Required work:
Put the stretch of the listing below from the line containing "Question. Place one point on every instance of the man's ear" through the line containing "x=294 y=234", both included, into a JSON list of strings with one string per line and blank lines left out.

============

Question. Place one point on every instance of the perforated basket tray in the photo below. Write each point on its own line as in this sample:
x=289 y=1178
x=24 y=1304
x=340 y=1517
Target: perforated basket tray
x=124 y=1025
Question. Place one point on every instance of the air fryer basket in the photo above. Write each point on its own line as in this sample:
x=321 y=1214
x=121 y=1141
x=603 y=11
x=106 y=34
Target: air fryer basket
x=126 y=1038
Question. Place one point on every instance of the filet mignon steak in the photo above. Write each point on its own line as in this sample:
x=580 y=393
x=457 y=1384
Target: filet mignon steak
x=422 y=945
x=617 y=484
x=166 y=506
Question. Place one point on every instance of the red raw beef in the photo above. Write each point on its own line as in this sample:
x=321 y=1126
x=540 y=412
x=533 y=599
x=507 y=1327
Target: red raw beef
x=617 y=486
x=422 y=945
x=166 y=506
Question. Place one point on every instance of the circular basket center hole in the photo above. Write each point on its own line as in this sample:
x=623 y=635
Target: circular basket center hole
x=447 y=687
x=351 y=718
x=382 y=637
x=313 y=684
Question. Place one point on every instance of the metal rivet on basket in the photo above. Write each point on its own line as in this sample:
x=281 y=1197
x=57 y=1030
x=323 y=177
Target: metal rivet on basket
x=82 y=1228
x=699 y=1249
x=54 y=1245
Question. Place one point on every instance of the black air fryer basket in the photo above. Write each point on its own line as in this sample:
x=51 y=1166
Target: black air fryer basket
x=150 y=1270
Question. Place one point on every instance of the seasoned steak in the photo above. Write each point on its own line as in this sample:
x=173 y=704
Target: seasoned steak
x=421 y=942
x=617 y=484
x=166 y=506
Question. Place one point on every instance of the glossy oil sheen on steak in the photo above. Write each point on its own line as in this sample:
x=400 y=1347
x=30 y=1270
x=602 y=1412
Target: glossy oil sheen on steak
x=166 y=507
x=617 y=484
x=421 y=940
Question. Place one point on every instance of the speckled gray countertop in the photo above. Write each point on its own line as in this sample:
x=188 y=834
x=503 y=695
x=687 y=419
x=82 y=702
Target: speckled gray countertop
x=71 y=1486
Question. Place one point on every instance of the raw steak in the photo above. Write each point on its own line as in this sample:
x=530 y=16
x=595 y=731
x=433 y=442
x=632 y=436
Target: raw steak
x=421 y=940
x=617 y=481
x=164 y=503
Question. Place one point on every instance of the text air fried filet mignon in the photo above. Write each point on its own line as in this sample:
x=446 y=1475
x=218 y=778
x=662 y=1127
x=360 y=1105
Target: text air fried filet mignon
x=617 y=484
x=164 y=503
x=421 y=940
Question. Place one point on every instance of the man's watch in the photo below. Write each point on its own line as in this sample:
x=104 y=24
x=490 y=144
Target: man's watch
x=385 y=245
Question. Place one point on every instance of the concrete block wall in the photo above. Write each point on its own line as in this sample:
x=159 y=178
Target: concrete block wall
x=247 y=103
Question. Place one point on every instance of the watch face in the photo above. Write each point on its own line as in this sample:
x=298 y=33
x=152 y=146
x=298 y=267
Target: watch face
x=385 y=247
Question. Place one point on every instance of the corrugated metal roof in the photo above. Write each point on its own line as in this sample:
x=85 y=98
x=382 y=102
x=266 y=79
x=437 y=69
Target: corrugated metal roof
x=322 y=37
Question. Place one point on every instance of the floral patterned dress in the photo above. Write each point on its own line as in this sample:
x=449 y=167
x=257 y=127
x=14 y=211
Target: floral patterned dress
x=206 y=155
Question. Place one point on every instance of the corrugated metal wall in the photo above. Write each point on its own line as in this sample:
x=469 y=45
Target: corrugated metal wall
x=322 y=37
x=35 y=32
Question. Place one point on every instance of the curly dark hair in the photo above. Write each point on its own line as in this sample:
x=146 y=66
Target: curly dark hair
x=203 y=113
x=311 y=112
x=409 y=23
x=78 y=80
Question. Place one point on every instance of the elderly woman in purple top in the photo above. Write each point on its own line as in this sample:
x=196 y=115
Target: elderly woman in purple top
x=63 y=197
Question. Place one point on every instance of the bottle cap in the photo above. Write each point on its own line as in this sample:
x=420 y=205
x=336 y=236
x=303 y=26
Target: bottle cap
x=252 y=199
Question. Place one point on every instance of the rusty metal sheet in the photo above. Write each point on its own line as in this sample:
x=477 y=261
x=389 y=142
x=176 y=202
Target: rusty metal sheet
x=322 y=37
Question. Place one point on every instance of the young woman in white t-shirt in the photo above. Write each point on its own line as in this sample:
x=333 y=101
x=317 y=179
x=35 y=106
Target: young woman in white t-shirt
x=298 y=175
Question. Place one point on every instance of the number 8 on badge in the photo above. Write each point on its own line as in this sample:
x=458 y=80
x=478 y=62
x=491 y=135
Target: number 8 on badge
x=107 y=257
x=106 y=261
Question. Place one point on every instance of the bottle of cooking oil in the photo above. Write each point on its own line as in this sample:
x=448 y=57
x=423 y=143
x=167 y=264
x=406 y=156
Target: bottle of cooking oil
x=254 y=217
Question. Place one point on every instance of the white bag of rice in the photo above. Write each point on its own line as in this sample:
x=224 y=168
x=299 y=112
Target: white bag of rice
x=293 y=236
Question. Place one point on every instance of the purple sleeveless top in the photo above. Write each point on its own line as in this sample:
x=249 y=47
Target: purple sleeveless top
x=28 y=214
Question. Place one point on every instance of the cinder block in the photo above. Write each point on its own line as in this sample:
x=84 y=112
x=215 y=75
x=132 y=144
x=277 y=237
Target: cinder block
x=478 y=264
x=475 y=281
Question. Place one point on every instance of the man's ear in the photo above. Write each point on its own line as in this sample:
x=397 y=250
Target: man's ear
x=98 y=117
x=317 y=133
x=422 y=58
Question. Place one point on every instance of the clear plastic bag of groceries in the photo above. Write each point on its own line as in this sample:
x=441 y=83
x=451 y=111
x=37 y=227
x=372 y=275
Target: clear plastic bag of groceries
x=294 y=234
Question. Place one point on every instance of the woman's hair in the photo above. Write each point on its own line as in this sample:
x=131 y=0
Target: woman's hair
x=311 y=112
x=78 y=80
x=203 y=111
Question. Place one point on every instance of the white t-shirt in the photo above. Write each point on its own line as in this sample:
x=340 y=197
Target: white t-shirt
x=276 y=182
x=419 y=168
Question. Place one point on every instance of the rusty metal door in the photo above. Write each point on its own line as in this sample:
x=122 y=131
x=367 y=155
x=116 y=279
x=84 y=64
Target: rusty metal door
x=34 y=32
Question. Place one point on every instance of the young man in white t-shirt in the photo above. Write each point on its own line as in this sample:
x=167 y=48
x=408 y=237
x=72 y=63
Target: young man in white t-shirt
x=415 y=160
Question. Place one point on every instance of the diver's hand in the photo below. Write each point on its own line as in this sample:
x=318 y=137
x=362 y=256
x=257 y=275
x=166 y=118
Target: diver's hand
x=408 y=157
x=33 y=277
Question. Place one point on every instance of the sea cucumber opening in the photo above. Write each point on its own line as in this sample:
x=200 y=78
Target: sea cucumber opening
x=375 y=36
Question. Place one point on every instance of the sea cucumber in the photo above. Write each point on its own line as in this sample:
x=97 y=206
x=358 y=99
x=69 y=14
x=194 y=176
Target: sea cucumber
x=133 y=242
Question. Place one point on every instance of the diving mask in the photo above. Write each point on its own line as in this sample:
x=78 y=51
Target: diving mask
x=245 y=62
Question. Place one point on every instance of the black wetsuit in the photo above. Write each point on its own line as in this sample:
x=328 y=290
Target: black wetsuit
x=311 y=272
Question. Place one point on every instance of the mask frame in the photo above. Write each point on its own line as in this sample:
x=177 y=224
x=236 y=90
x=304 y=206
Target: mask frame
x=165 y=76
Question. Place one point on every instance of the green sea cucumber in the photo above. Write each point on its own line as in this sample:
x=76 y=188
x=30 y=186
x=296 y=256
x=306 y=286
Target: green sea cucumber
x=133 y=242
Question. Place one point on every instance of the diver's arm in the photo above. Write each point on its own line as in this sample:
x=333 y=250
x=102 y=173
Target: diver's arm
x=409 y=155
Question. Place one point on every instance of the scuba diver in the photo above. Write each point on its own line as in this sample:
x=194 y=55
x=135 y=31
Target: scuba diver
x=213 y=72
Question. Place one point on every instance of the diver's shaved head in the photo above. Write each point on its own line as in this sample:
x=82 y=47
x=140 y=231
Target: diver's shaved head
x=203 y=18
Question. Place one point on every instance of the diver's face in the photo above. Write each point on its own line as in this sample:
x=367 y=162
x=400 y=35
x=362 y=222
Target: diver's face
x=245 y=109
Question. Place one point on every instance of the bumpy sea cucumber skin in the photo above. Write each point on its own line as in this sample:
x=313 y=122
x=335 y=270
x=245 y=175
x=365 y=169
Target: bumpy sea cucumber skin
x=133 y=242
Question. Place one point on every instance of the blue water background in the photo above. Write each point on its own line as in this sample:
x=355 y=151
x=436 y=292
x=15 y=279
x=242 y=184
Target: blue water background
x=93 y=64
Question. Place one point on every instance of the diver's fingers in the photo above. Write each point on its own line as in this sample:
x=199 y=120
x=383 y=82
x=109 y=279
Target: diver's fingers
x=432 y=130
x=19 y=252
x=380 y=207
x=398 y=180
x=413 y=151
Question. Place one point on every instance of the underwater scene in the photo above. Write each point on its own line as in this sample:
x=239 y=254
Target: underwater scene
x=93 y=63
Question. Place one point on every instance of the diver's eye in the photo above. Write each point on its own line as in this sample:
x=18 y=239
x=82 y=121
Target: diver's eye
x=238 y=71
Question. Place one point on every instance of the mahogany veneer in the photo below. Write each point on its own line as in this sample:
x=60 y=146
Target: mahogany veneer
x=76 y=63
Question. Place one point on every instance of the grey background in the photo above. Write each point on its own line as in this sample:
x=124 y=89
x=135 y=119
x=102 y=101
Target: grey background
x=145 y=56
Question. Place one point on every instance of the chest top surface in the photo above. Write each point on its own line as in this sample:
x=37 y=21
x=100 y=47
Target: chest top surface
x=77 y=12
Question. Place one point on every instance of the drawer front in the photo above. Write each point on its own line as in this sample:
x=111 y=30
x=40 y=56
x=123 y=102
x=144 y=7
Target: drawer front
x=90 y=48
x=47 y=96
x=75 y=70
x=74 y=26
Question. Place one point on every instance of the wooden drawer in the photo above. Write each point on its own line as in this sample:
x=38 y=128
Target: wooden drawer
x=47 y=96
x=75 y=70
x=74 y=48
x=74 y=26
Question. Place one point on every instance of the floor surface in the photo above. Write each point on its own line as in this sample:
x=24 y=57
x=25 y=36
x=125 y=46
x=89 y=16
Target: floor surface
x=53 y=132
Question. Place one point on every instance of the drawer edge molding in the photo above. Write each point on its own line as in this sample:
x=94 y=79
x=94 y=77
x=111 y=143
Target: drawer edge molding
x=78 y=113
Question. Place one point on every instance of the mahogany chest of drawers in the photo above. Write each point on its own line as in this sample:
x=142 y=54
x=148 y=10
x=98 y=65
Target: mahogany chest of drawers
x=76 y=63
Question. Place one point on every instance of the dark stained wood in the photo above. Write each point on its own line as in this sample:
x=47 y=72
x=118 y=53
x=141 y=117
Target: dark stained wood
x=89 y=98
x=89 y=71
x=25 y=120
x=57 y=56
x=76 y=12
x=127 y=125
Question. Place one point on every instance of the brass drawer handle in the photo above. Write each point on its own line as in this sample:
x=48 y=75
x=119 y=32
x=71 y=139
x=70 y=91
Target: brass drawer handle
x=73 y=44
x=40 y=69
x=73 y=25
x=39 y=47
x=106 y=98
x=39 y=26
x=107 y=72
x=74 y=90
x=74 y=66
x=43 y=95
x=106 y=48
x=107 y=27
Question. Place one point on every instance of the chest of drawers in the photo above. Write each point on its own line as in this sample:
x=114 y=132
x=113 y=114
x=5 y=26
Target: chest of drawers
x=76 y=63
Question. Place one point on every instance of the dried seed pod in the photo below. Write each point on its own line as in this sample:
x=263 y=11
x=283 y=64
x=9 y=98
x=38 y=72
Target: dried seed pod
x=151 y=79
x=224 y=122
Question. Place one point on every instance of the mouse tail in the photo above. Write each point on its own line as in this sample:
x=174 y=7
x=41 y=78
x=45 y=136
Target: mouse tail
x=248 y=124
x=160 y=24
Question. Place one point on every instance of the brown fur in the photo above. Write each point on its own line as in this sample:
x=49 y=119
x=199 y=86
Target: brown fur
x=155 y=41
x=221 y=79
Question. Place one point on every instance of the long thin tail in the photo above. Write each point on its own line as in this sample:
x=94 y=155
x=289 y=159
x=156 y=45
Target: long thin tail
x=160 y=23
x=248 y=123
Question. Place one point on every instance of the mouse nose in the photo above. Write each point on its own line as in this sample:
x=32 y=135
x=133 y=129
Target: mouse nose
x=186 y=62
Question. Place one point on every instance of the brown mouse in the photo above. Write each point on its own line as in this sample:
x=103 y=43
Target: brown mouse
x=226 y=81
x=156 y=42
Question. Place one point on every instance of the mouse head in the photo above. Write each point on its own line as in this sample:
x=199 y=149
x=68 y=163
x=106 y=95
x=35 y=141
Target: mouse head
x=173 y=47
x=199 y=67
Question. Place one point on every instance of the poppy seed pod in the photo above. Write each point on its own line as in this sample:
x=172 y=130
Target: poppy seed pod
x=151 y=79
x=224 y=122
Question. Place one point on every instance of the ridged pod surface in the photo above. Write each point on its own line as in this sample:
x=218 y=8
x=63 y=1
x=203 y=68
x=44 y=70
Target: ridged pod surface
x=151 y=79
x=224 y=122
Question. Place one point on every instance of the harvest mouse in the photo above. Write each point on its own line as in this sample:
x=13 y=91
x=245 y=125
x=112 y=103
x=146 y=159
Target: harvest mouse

============

Written solution:
[
  "Question. Place one point on every instance of the man's ear in the photo above. Write each point on its own line as in this sample:",
  "x=397 y=250",
  "Target: man's ear",
  "x=98 y=117",
  "x=317 y=133",
  "x=422 y=58",
  "Question. Place one point on every instance of the clear plastic bag of groceries in the photo above. Write each point on its own line as in this sample:",
  "x=441 y=83",
  "x=451 y=111",
  "x=37 y=227",
  "x=372 y=275",
  "Target: clear plastic bag of groceries",
  "x=294 y=234"
]